■ WHAT IS BEING ASKED ■
Show every line of the material below that contains the word "Trace", matching case exactly.

==========

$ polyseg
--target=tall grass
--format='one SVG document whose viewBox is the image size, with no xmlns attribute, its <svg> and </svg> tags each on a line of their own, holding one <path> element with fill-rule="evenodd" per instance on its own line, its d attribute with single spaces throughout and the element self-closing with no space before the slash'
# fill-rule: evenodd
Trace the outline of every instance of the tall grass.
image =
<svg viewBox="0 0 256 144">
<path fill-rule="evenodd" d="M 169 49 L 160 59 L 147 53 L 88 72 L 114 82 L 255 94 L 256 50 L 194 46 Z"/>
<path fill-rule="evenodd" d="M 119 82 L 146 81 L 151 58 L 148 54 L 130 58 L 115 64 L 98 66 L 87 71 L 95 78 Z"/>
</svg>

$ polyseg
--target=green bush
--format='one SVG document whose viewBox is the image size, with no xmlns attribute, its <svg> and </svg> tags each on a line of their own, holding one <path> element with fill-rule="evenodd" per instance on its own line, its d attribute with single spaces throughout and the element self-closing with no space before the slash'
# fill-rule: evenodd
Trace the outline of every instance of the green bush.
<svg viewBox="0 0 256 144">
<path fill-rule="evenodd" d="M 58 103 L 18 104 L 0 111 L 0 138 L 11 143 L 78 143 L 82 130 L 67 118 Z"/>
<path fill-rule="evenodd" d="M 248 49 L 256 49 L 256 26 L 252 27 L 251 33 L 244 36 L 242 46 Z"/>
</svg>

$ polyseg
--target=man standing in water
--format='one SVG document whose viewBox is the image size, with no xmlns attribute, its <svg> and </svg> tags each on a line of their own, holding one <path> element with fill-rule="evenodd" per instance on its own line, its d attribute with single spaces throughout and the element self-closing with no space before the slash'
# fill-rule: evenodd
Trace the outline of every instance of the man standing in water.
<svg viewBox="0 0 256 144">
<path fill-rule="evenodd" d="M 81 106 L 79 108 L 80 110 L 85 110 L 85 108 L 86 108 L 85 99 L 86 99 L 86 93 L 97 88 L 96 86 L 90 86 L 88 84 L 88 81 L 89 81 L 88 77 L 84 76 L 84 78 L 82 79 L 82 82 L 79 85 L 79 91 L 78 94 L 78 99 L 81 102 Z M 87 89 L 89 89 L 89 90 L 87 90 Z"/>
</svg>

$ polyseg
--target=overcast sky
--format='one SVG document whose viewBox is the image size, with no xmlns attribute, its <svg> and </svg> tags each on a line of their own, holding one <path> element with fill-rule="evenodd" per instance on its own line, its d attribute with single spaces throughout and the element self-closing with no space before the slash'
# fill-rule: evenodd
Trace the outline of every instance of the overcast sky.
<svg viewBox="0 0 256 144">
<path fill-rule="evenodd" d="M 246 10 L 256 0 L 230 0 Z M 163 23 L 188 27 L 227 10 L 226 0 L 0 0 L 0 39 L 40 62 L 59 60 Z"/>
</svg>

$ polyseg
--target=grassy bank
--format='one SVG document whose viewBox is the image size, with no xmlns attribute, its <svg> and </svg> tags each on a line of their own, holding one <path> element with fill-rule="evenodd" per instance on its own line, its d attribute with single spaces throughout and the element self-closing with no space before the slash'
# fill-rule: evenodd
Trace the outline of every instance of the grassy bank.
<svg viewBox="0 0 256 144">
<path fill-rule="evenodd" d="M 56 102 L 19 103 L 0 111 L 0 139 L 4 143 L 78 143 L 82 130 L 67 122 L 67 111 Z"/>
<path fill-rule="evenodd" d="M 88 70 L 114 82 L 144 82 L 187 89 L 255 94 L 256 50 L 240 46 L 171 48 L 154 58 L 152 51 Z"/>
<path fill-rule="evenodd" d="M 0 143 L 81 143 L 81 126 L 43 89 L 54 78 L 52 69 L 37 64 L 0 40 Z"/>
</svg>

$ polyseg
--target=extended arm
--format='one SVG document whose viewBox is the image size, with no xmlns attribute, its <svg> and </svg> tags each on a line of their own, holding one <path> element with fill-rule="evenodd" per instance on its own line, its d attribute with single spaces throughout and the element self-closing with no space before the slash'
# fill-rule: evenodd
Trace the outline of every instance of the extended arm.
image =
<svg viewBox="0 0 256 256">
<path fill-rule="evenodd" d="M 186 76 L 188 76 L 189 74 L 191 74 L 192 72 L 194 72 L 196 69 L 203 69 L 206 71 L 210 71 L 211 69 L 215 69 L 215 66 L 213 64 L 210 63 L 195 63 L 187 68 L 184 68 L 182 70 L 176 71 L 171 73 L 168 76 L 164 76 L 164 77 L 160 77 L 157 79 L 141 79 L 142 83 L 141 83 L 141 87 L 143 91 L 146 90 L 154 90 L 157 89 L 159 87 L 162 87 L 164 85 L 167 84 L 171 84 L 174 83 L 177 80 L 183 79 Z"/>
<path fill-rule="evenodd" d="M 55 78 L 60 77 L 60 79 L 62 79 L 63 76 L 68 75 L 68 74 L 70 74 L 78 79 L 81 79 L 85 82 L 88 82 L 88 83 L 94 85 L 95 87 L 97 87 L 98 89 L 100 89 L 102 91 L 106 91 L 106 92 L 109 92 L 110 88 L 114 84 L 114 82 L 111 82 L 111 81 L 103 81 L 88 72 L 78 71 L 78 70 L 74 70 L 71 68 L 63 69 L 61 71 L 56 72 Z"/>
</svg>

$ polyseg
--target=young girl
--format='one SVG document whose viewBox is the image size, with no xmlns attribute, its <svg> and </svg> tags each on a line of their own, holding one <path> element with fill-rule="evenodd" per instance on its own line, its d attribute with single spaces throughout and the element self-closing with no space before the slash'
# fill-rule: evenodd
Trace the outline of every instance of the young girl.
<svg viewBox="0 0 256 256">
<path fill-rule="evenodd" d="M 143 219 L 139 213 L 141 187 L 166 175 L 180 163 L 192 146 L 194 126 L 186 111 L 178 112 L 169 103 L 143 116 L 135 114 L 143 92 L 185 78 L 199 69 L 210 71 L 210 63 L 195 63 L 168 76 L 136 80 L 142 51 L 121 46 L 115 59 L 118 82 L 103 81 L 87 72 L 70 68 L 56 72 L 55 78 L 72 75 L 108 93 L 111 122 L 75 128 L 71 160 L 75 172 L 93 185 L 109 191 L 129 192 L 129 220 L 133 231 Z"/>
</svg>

==========

■ ANSWER TO THIS EXERCISE ■
Trace the outline of every instance of the tall grass.
Trace the outline of every instance of the green bush.
Trace the outline of every instance of the man standing in water.
Trace the outline of every instance of the overcast sky.
Trace the outline of every instance of the grassy bank.
Trace the outline of every instance of the extended arm.
Trace the outline of every instance of the young girl.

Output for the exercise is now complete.